> **TASK GOAL**:
Look through the records below for the line with "the low stone" and the line with "of the leafy", then return those lines and all lines between, exactly.

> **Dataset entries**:
--*--

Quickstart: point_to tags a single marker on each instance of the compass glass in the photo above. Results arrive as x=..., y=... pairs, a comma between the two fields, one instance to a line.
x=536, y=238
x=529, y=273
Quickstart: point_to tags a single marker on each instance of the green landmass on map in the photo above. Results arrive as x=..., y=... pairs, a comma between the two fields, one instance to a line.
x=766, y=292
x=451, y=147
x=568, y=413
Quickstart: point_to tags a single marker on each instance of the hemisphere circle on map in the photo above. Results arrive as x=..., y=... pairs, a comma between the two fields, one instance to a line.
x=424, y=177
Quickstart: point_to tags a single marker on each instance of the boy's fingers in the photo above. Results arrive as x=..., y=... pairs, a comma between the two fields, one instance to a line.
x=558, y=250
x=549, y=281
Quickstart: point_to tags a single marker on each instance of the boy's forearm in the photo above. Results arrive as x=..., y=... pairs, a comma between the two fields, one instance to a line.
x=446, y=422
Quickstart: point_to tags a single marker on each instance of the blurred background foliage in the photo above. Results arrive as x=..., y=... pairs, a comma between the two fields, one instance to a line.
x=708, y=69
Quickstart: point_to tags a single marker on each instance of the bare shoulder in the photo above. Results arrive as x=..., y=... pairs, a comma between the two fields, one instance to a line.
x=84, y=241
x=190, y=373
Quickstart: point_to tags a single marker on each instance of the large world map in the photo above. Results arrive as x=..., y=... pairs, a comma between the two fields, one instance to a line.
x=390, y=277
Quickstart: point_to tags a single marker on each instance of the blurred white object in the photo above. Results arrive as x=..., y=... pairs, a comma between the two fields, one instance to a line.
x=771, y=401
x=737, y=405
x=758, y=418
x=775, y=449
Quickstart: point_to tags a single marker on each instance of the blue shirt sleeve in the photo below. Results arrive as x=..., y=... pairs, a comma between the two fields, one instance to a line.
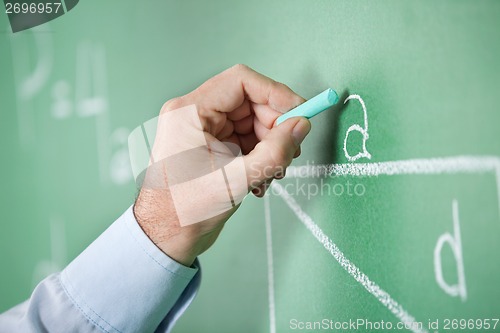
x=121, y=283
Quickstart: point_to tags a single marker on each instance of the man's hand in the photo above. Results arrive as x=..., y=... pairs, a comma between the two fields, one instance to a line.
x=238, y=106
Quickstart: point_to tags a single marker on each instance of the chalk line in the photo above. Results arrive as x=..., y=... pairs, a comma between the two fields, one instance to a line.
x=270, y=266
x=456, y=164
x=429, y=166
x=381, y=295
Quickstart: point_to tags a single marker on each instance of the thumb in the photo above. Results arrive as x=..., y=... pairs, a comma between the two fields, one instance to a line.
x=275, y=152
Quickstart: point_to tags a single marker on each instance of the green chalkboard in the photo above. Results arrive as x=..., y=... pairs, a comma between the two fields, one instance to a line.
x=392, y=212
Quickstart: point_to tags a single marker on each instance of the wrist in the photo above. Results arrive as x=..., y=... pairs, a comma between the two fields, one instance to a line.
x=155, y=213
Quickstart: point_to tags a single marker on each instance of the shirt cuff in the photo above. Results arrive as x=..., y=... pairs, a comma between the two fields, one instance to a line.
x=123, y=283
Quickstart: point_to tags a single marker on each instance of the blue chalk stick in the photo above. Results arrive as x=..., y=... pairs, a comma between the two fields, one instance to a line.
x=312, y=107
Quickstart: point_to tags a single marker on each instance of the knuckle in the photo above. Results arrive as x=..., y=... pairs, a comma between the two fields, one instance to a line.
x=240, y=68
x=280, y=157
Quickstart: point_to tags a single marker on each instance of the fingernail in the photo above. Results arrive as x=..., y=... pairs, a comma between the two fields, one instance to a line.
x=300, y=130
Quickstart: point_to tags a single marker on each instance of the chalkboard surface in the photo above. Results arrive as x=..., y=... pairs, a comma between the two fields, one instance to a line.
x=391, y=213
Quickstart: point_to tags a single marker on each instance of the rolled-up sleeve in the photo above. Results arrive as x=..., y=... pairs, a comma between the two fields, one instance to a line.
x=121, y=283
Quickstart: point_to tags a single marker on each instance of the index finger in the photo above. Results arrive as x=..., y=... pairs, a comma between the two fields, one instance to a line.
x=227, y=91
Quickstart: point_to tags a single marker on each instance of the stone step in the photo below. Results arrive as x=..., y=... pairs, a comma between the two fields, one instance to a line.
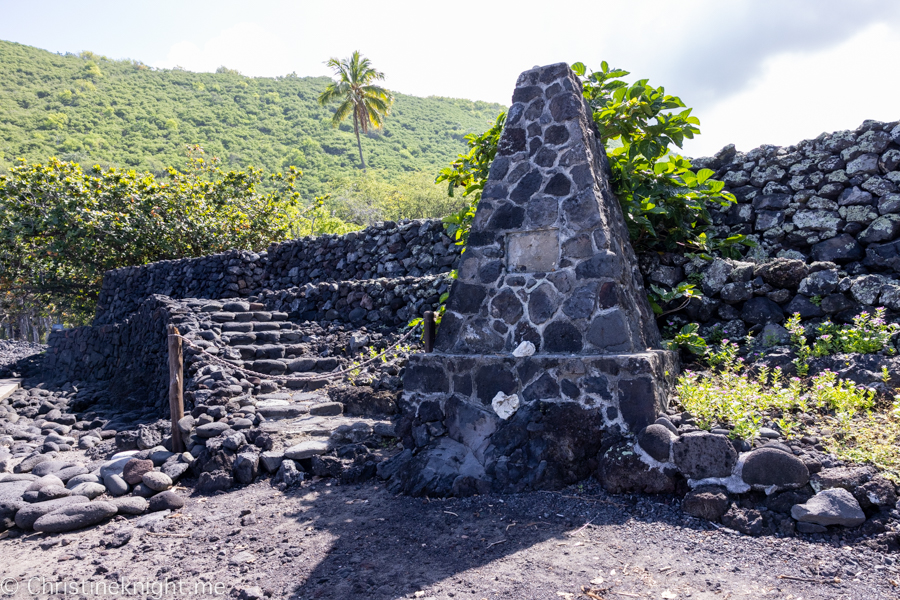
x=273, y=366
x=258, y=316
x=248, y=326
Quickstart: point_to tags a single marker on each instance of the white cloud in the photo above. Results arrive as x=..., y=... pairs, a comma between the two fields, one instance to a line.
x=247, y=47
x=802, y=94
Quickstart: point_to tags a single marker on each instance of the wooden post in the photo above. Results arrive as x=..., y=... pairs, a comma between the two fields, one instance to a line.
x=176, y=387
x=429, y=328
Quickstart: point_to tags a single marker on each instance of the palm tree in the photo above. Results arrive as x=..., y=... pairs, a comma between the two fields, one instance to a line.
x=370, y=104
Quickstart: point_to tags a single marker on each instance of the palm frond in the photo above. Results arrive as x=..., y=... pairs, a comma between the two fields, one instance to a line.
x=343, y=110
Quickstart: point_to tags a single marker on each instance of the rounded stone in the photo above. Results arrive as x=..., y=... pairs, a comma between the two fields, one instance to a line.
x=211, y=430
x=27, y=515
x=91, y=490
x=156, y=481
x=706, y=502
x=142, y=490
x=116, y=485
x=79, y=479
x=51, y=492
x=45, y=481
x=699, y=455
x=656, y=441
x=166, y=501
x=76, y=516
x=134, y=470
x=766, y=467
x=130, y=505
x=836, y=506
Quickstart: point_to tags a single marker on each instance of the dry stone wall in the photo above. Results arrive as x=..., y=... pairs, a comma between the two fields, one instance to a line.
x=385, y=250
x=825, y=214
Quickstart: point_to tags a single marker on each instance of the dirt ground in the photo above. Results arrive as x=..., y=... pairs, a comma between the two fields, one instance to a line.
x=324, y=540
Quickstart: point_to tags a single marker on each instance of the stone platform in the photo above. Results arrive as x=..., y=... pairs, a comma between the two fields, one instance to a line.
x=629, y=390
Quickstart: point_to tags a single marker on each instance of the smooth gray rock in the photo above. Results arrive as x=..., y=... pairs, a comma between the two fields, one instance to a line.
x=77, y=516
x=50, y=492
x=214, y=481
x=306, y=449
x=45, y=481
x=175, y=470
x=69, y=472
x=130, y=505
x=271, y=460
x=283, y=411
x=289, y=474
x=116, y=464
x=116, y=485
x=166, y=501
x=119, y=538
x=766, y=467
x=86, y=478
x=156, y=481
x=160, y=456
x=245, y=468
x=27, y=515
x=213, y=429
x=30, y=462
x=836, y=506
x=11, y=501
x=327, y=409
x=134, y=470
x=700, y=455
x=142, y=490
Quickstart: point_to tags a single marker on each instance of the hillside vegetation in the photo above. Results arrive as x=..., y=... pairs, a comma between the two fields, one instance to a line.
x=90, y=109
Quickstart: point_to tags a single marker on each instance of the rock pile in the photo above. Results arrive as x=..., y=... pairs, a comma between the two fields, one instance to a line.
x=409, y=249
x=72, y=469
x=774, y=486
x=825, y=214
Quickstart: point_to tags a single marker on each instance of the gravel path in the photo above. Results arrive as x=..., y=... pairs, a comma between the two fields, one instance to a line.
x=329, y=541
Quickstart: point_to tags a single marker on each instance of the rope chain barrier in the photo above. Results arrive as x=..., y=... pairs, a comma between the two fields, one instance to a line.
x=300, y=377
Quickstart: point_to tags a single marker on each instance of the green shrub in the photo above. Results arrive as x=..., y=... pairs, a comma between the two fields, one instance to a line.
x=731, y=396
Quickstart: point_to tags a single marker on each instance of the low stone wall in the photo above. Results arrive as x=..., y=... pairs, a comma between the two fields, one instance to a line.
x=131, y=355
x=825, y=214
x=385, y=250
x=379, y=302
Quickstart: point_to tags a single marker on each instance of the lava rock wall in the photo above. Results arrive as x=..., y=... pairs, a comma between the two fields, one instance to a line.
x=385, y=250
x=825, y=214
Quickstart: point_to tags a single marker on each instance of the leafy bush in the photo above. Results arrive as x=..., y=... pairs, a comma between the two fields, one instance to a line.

--*--

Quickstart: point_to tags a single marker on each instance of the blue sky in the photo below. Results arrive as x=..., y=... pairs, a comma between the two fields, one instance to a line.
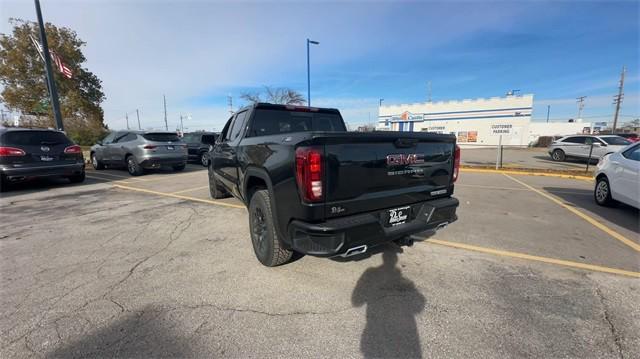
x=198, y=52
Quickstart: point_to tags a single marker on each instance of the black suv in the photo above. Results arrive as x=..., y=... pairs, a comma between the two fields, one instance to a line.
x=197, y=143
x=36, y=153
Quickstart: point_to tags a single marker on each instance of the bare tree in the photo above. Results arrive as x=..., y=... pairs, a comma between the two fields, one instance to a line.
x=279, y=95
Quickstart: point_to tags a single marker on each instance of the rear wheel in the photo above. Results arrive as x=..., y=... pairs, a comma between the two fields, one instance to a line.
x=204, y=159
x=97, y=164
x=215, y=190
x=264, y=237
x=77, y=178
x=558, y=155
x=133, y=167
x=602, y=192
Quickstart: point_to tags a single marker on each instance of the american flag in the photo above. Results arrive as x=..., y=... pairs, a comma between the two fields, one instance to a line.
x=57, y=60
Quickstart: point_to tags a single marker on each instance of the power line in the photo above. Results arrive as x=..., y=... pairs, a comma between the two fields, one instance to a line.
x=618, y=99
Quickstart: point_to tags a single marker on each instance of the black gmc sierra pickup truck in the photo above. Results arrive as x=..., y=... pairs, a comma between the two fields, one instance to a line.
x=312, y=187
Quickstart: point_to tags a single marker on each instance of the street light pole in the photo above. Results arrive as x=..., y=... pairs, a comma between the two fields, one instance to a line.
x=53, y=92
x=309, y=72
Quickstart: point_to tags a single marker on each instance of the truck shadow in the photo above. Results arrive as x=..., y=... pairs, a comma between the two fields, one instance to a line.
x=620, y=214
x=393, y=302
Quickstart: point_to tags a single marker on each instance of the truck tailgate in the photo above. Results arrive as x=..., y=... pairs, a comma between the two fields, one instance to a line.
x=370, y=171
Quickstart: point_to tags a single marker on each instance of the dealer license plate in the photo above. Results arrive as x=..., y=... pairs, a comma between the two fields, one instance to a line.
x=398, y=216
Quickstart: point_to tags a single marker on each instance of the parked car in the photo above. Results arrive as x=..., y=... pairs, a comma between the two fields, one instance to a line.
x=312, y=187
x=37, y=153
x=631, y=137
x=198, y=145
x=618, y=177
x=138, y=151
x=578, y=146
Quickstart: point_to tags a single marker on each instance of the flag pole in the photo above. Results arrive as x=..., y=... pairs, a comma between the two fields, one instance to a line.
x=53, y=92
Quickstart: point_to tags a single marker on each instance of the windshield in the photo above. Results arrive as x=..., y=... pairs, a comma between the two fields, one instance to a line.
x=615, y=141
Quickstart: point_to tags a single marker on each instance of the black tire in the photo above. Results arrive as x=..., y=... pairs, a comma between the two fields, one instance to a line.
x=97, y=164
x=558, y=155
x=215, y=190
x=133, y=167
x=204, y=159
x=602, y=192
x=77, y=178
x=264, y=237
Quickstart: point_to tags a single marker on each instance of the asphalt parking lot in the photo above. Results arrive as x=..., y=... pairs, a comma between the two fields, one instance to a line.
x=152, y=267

--*--

> **RESPONSE BOX**:
Quickstart: point_to tags a single marker on each instance of the low stone wall in the photo above. Results arrive as x=..., y=... pairs, a comma between the two fields, one instance to a line.
x=131, y=355
x=825, y=214
x=385, y=250
x=379, y=302
Quickstart: point_to tags a single marker on each instance of the lava rock wall in the photo above. Results arrive as x=..., y=... pairs, a comma between the two fields, one instance to a line.
x=385, y=250
x=825, y=214
Quickstart: point_to tags a single marker on each instance of the leafy bush in the photo above. Results arrive as x=..., y=... pairs, a comma between the two fields, one instance to a line.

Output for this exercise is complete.